__Reading passage__
⁂
A principles-based approach to reserving is a system many in the industry say could make reserving more efficient for life insurers than formulaic reserve accounting methods. However, during an Aug. 22 Webcast by the American Academy of Actuaries, Washington, some regulators said they were concerned that principle-based accounting could be open to abuses if not executed properly.

If a company is good at risk management, then a PBA approach to reserving will reward that company with lower reserves, said Donna Claire, chair of the Academy’s Risk Management and Financial Soundness Committee. For some companies, reserves could be higher, she added.

More accurate assessment of reserving needs is becoming more important as products become more complex, according to Claire.

Asked whether PBA would impose a heavy burden on small companies and whether small companies should be allowed to continue using formulaic accounting, Claire said that the size of the company is not the biggest consideration. Rather, it’s the risks a company takes.

For small, low-risk carriers or companies with low-risk lines of business, there would be simplified methods that would be a middle step between formulaic and principles-based reserving, she explained.

Larry Bruning, chief actuary of the Kansas Insurance Department and chair of the Academy’s central actuarial examiner team, said he thought a PBA approach will become more important because of increased product complexity, competition in both consumer asset accumulation and risk management, and existing law inhibiting product design.

Another reason detailed by Dave Sandberg, vice president of the Academy’s Life Practice Council, is the international movement to a principles-based approach. It’s likely there will be consistency between the U.S. and international standards, he said.

Another feature of PBA will be the completion of preferred mortality tables that will be suitable for statutory valuation as well as a tool to help actuaries decide what table is appropriate in given situations, said Larry Gorski, chair of the joint Society of Actuaries-Academy project oversight group on preferred mortality.

As part of this system, criteria used in preferred underwriting will be identified and then it will be determined how to score individual criterion, Gorski explained.

Corporate governance is another feature of the new system that regulators at the National Association of Insurance Commissioners insist is necessary and one that actuaries are working to develop.
⁂
__Brief A__
In the article on principles-based reserving, what did Donna Claire say matters more than a company's size?
__Brief B__
Please extend the article on principles-based reserving, picking up right after its final sentence.

__Stored data entries__
⁂
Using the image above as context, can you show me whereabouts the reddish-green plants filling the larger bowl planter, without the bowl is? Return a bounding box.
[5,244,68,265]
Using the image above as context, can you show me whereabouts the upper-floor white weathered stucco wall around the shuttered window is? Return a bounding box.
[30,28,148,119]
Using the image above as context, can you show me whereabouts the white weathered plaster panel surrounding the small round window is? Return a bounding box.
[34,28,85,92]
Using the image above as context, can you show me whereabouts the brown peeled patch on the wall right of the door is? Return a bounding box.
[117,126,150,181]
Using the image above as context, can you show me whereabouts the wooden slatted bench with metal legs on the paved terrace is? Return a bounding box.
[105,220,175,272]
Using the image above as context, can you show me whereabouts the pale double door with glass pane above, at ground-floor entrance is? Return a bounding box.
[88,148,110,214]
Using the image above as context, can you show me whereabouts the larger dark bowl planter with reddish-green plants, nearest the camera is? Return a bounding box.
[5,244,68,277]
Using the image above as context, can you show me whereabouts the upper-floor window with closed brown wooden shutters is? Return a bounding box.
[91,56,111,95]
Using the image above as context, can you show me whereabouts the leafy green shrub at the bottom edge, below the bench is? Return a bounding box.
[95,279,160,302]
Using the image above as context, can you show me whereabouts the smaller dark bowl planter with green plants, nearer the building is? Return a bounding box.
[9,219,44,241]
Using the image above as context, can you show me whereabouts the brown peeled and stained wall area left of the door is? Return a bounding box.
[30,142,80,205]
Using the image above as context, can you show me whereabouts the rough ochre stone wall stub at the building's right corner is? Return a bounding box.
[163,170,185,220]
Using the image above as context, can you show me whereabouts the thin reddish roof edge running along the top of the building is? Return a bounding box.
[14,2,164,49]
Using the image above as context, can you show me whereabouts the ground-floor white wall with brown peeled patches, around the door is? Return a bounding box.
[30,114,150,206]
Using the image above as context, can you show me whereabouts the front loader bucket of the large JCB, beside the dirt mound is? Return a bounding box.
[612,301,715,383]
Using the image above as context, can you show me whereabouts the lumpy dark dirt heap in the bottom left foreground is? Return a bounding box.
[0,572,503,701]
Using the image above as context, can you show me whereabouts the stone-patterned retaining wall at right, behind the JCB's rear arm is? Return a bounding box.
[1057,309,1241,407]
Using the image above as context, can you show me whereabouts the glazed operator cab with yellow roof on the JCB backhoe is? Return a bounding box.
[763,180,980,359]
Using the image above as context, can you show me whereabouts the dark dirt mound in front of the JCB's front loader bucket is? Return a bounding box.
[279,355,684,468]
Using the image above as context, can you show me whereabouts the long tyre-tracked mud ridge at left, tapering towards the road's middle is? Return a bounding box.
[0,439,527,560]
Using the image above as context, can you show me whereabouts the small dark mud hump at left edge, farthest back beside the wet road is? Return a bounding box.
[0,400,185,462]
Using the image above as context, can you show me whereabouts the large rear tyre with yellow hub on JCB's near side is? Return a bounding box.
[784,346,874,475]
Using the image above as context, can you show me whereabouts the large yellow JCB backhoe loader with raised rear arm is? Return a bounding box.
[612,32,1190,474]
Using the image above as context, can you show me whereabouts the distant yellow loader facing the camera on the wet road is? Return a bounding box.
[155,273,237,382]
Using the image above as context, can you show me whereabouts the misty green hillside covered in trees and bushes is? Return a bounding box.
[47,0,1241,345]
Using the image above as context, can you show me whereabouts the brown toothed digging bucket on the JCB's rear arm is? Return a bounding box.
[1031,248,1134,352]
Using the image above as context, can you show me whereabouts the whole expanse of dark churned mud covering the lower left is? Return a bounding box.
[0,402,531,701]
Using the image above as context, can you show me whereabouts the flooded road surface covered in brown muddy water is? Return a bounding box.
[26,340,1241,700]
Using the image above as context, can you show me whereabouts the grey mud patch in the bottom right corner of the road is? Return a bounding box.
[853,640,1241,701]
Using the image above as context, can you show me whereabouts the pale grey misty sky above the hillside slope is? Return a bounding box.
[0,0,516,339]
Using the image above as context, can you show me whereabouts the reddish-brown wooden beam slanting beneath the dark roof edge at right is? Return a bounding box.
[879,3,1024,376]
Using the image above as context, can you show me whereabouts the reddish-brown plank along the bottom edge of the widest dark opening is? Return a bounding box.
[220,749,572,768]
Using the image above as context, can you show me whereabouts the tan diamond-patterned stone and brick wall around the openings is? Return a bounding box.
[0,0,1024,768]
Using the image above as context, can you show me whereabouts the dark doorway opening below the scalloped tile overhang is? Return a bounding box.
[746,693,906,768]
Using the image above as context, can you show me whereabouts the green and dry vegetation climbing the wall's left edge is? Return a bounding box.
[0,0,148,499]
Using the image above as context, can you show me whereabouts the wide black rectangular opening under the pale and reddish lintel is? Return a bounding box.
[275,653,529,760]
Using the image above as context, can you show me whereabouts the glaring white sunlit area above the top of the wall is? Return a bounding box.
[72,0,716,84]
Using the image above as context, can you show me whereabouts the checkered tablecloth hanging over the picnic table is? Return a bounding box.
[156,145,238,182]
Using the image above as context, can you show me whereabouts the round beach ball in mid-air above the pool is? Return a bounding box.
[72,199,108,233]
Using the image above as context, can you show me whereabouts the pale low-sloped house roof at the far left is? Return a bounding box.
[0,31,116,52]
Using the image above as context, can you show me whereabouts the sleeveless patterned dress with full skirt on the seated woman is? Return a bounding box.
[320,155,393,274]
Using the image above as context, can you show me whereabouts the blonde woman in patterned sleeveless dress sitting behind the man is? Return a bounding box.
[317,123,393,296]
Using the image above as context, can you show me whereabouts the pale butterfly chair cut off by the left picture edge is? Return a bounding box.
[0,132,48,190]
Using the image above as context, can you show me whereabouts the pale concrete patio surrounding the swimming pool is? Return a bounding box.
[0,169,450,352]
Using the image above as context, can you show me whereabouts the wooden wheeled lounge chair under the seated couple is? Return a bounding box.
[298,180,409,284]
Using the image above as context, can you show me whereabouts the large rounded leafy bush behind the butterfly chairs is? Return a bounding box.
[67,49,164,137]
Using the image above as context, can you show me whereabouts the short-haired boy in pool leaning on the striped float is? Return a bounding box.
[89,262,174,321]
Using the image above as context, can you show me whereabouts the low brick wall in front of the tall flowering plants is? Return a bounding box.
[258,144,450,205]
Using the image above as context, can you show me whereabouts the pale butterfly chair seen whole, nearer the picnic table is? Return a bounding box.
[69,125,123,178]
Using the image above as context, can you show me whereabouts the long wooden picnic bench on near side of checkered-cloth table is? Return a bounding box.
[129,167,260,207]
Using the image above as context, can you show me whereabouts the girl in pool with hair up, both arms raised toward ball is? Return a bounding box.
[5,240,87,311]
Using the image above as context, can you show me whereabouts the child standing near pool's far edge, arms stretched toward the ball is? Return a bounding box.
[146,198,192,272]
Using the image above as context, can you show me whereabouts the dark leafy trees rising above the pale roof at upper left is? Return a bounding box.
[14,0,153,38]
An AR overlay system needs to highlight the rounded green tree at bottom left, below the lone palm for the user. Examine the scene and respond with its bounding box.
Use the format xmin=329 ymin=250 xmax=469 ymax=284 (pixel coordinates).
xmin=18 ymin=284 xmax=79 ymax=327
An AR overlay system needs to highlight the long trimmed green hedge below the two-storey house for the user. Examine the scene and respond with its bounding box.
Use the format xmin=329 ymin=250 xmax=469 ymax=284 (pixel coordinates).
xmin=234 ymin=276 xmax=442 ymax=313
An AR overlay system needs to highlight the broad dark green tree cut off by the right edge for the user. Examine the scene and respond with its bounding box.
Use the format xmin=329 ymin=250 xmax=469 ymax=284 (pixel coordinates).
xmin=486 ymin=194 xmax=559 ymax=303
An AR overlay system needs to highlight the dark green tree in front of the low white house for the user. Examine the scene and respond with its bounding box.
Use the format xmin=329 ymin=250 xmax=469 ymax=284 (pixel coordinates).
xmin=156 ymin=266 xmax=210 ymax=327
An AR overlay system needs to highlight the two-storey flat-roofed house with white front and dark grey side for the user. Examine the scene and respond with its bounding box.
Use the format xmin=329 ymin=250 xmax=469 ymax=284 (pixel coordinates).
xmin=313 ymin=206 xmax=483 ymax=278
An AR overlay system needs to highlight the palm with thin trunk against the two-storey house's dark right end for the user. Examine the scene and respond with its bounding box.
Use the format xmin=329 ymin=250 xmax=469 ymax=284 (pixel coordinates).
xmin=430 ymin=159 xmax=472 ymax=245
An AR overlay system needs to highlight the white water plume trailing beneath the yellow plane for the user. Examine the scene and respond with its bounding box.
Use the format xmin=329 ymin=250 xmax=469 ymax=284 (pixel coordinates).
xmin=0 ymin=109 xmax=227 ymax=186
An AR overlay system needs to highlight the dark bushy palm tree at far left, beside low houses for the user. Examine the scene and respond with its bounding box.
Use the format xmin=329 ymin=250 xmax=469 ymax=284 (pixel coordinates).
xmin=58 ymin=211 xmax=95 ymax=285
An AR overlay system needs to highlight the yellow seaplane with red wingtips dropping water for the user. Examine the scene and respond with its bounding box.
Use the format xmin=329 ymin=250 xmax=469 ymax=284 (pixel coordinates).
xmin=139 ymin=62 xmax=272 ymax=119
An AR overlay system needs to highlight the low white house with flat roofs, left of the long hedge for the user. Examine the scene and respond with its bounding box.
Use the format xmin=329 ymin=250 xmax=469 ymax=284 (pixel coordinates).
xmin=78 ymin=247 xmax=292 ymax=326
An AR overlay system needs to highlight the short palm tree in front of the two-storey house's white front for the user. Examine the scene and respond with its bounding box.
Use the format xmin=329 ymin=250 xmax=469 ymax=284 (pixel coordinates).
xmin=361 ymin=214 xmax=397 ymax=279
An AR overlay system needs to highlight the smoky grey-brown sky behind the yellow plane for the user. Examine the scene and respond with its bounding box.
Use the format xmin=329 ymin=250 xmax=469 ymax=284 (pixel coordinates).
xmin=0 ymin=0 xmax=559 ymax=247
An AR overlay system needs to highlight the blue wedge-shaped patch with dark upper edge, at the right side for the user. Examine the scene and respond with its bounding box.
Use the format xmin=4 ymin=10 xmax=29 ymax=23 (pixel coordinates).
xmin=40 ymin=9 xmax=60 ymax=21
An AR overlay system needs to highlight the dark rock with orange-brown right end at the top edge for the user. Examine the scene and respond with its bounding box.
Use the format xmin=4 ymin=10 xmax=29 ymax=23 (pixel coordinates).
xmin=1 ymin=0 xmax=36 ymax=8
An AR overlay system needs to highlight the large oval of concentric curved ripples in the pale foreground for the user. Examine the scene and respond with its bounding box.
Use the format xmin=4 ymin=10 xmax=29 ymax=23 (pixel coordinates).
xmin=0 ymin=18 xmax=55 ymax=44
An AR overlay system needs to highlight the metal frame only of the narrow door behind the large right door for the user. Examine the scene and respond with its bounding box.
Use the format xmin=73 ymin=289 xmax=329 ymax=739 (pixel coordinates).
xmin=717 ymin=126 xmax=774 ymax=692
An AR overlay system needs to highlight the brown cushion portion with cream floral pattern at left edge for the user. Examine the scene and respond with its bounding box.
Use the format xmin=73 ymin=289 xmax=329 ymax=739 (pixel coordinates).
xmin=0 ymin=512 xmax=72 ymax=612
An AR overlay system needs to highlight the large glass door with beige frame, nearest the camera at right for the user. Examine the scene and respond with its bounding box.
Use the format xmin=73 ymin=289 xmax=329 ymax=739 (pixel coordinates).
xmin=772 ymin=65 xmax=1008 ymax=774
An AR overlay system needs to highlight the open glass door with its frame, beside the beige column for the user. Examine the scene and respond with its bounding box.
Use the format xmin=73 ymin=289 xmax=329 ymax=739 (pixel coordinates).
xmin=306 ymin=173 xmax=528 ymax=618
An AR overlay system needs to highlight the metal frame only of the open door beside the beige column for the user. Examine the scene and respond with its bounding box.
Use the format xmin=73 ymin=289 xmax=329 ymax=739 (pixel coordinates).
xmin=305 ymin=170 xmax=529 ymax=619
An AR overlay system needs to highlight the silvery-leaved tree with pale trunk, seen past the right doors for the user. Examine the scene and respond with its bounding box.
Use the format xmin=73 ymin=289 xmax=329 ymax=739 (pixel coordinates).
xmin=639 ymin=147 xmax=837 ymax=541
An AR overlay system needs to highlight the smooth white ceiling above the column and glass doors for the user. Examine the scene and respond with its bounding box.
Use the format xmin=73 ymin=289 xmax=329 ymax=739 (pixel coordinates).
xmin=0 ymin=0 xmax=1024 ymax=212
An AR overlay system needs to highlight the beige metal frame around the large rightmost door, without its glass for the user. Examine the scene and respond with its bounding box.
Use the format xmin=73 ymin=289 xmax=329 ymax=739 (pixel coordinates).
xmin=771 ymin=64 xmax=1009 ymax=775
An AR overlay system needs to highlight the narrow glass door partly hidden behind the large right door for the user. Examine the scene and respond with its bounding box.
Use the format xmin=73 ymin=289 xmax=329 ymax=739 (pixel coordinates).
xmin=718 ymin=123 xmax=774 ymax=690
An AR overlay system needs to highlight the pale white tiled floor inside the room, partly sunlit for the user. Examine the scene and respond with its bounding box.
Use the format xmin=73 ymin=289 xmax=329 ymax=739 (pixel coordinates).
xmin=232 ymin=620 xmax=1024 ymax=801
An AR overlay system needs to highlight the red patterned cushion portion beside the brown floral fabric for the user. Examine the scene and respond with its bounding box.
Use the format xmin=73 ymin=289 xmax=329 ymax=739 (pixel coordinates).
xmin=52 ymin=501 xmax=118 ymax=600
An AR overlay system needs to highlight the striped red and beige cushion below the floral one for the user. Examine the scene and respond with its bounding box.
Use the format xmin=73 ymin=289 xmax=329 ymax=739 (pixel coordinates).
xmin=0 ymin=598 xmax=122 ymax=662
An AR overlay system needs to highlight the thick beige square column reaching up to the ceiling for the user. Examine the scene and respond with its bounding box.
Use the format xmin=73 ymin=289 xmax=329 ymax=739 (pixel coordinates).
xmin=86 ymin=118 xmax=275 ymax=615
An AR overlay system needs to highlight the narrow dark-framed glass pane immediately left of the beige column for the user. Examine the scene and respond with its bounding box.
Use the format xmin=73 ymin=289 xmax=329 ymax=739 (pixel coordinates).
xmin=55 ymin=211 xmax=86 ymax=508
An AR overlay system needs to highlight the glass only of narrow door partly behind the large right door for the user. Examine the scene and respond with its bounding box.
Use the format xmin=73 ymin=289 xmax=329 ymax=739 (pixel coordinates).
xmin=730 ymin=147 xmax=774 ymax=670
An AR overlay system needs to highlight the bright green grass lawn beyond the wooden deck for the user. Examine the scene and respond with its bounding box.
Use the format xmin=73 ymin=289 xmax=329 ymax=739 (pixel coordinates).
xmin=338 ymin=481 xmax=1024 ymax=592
⁂
__Response area A__
The risks a company takes.

__Response area B__
Shirley Hwei-Chung Shao, chair of the Academy’s PBA Review and Governance Work Group, said a PBA review opinion will be submitted to all licensed states, and work papers will be available on request. Information will be kept confidential, according to Shao’s presentation.

The Academy’s work group is recommending that the PBA reviewer should be hired by the company’s board of directors, Shao said.

Independence will be a major focus of any appointment, she added. Among the checks she enumerated were requirements that an appointed actuary not be employed by the company in the prior 3 years; not have material financial interests in the company; and shall have 5-year rotation requirements.

Mike Boerner, managing actuary with the Texas Department of Insurance and chair of the Academy’s SVL 2 Valuation Law and Valuation Manual Team, explained how changes to the Standard Valuation Law and an accompanying manual will make the new PBA system possible.

A valuation manual will make the change more efficient by creating more uniformity, he explained. And the valuation manual may make it possible for states to comply with changed requirements without having to adopt a new regulation each year, Boerner added. However, states would still be able to alter requirements in the manual, according to Boerner’s presentation.

The effective date of the SVL draft would be the Jan. 1, following either the adoption by an as-yet undetermined number of states or the date when the NAIC adopts the draft, whichever is later.